--- start Material to process ---

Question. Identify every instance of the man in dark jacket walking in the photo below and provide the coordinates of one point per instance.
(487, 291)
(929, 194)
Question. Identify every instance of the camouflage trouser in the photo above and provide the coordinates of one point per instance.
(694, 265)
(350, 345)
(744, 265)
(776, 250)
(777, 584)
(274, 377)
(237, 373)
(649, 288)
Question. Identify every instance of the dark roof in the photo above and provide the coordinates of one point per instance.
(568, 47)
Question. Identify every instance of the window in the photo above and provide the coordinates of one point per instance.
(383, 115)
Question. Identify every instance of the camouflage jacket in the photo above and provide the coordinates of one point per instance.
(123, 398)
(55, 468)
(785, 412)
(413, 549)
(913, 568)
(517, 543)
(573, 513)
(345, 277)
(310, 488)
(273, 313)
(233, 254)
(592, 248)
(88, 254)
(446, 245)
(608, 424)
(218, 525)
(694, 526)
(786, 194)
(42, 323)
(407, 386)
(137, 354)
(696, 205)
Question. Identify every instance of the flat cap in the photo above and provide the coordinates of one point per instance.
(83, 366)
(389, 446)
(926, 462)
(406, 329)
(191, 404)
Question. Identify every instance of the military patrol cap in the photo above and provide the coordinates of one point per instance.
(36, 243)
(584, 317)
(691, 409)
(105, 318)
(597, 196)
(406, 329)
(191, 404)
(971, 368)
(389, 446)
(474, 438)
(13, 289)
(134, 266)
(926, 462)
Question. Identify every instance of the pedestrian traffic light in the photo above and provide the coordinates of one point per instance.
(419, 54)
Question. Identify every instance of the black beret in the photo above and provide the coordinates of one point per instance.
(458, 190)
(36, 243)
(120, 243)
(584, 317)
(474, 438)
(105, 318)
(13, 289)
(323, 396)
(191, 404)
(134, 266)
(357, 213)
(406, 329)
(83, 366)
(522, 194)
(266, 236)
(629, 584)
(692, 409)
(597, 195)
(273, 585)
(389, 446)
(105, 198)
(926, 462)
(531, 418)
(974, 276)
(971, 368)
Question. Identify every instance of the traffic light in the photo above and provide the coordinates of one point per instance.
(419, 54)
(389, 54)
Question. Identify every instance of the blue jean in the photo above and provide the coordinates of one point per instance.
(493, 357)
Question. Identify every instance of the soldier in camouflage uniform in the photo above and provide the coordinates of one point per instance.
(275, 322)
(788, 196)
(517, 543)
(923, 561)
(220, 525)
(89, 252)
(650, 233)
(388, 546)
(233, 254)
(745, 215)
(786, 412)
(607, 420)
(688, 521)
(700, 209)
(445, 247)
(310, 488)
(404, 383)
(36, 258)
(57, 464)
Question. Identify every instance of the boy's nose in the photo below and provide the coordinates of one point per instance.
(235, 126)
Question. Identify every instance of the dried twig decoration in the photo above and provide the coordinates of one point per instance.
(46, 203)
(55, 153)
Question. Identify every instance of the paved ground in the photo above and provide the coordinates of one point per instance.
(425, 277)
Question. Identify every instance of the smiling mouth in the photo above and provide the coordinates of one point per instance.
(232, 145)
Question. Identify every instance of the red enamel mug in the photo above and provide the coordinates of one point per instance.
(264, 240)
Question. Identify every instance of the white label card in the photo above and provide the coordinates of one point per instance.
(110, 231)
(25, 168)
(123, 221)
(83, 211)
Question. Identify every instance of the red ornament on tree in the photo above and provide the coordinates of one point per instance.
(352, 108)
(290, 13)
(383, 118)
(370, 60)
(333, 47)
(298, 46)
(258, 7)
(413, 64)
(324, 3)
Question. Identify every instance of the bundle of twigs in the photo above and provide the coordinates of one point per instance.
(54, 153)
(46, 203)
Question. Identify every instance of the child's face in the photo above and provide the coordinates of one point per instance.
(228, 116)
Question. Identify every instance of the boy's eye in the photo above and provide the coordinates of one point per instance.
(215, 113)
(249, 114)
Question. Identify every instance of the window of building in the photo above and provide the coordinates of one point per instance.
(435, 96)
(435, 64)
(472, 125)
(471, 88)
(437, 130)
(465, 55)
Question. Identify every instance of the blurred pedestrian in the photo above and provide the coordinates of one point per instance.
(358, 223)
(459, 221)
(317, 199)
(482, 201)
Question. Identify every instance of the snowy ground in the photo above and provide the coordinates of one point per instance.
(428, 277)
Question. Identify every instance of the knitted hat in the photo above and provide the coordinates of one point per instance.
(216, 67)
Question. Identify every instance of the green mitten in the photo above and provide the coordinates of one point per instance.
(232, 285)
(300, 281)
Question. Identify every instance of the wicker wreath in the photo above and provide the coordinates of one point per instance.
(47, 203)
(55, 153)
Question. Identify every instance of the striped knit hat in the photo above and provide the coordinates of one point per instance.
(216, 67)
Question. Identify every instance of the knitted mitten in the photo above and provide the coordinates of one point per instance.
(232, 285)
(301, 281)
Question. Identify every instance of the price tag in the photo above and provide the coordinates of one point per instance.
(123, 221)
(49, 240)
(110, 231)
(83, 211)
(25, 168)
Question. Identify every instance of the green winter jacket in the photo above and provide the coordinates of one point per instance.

--- end Material to process ---

• Exercise brief:
Transcribe all of the material exactly. Omit nothing.

• Result of the task:
Question. Identify every instance of the man in dark jacket walking in the photo below and provide the coordinates of one point per instance.
(487, 291)
(929, 194)
Question. Identify every instance of the camouflage trouser in the photo above and provide the coordinates of one point per instance.
(694, 265)
(350, 345)
(744, 265)
(776, 250)
(777, 584)
(274, 377)
(237, 373)
(649, 288)
Question. Identify every instance of the dark roof in the photo above and provide the coordinates of one point per instance.
(568, 47)
Question. Identify every instance of the window in the photo above and provide the coordinates of one point per instance.
(383, 115)
Question. Identify every instance of the camouflage jacket in the photo above and provide the coordinates of one point per instance.
(123, 398)
(55, 468)
(785, 412)
(413, 549)
(913, 568)
(517, 543)
(573, 513)
(345, 277)
(310, 488)
(273, 313)
(233, 254)
(592, 248)
(88, 254)
(446, 245)
(608, 424)
(218, 525)
(694, 526)
(786, 194)
(42, 323)
(407, 386)
(137, 354)
(696, 205)
Question. Identify every instance of the flat cap in the photo above and provide the coordinates of one point per instance.
(83, 366)
(389, 446)
(926, 462)
(406, 329)
(191, 404)
Question. Identify every instance of the military patrol cap in the photo above and provide the coordinates of one point per instance.
(36, 243)
(584, 317)
(691, 409)
(105, 318)
(597, 196)
(406, 329)
(191, 404)
(971, 368)
(389, 446)
(474, 438)
(13, 289)
(134, 266)
(926, 462)
Question. Identify every instance of the pedestrian traffic light in the photo above and provide the coordinates of one point per instance.
(419, 54)
Question. Identify every instance of the black beret in the photo above and provide the coordinates of one point per instance.
(458, 190)
(36, 243)
(120, 243)
(584, 317)
(474, 438)
(105, 318)
(13, 289)
(323, 396)
(191, 404)
(134, 266)
(357, 213)
(406, 329)
(83, 366)
(522, 194)
(266, 236)
(629, 584)
(692, 409)
(597, 195)
(273, 585)
(389, 446)
(105, 198)
(926, 462)
(531, 418)
(974, 276)
(971, 368)
Question. Identify every instance of the traffic light in the photo above and provide the coordinates of one point per instance.
(419, 54)
(389, 54)
Question. Identify every instance of the blue jean in the photo above and provide the coordinates of one point per instance.
(493, 357)
Question. Identify every instance of the soldier in camouflage uniform in the photo above and provide the coordinates of one point per instance.
(275, 322)
(788, 196)
(517, 543)
(923, 561)
(220, 525)
(89, 252)
(650, 233)
(388, 546)
(233, 254)
(745, 215)
(786, 412)
(607, 420)
(688, 521)
(700, 209)
(445, 247)
(310, 488)
(404, 383)
(36, 258)
(57, 464)
Question. Identify every instance of the boy's nose in the photo below and provide the coordinates of one point per instance.
(235, 126)
Question. Identify every instance of the dried twig decoration in the photo above and provide the coordinates of one point per instance.
(46, 203)
(55, 153)
Question. Identify every instance of the paved ground in the photo above and provide the coordinates of one point per instance.
(425, 277)
Question. Identify every instance of the smiling mouth in the photo above and provide the coordinates of one point per instance.
(232, 145)
Question. Identify every instance of the red enamel mug in the photo above and provide the coordinates of one point per instance.
(264, 240)
Question. Identify every instance of the white label card in the photo above and provide the coordinates of one point per instance.
(110, 231)
(25, 168)
(123, 221)
(83, 211)
Question. Identify every instance of the red ornament on tree in the photo above and provide the coordinates of one point per instance.
(352, 108)
(290, 13)
(383, 118)
(370, 60)
(333, 47)
(298, 46)
(258, 7)
(413, 64)
(324, 3)
Question. Identify every instance of the bundle of twigs in the photo above and provide the coordinates of one point per instance.
(54, 153)
(46, 203)
Question. Identify every instance of the child's face in the photo above and provide the coordinates of one point per instance.
(228, 116)
Question. Identify every instance of the boy's eye in the photo above and provide the coordinates of one point per instance.
(215, 113)
(249, 114)
Question. Identify every instance of the window of building in the photo above and provide the coordinates of one point per instance.
(435, 96)
(435, 64)
(472, 125)
(471, 88)
(437, 130)
(465, 55)
Question. Identify every instance of the blurred pedestrian in the photo above and provide the coordinates of one point per instance.
(358, 223)
(459, 221)
(317, 199)
(482, 201)
Question. Identify every instance of the snowy ground in the photo above and provide the coordinates of one point per instance.
(428, 277)
Question. Identify every instance of the knitted hat in the photo above and provide the coordinates of one point per instance.
(216, 67)
Question. Identify every instance of the green mitten in the photo above and provide the coordinates of one point per instance.
(232, 285)
(300, 281)
Question. Identify every instance of the wicker wreath in the photo above and provide the coordinates of one point per instance.
(47, 203)
(55, 153)
Question. Identify every instance of the striped knit hat in the photo above and provide the coordinates of one point per instance.
(216, 67)
Question. Identify every instance of the knitted mitten in the photo above and provide the coordinates of one point per instance.
(232, 285)
(301, 281)
Question. Identify every instance of the price tag in the photo above and provide the coordinates of one point per instance.
(123, 221)
(49, 240)
(110, 231)
(83, 211)
(25, 168)
Question. Identify every instance of the green winter jacket in the photo above and provide the coordinates of one point per instance.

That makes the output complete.